Aim:
Update the records below by replacing every occurrence of "green lawn" with "grass field" and keeping every other word the same. Leave the pictures out of your answer.

Shape annotation entries:

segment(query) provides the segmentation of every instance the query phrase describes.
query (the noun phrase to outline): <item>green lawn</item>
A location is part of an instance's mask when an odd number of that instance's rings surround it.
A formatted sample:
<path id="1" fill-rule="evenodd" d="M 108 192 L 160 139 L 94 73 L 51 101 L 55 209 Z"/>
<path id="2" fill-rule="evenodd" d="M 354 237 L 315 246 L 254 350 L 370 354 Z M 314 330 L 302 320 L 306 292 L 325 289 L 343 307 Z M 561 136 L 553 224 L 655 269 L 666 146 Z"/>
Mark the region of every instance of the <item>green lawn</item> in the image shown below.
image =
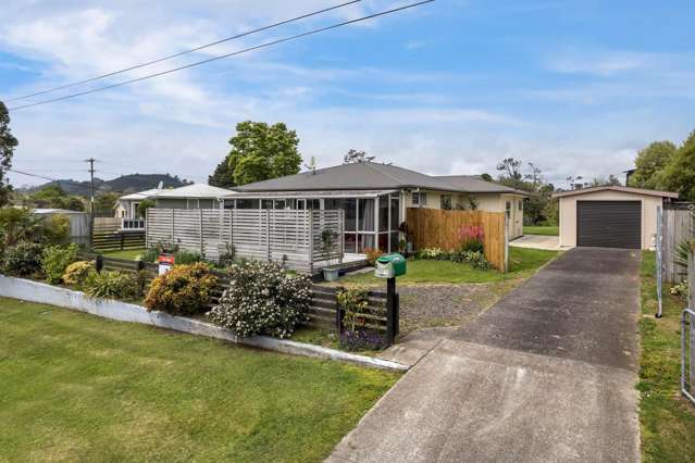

Solution for this exercise:
segment(query) provides the segmentation of every instance the query phrase describes.
query (the noun phrase to outline): <item>grass field</item>
A location is part of an instance's mask when an odd number of that instance's rings surround it.
A formatted sample:
<path id="1" fill-rule="evenodd" d="M 108 192 L 160 139 L 94 73 L 51 101 L 55 209 Z"/>
<path id="2" fill-rule="evenodd" d="M 354 237 L 315 246 L 254 350 L 370 354 Z M 314 330 L 302 320 L 306 292 L 325 289 L 343 307 Z M 561 136 L 553 224 L 655 269 L 666 146 Z"/>
Mark the region of every instance of the <item>grass field</item> in the image shown below.
image =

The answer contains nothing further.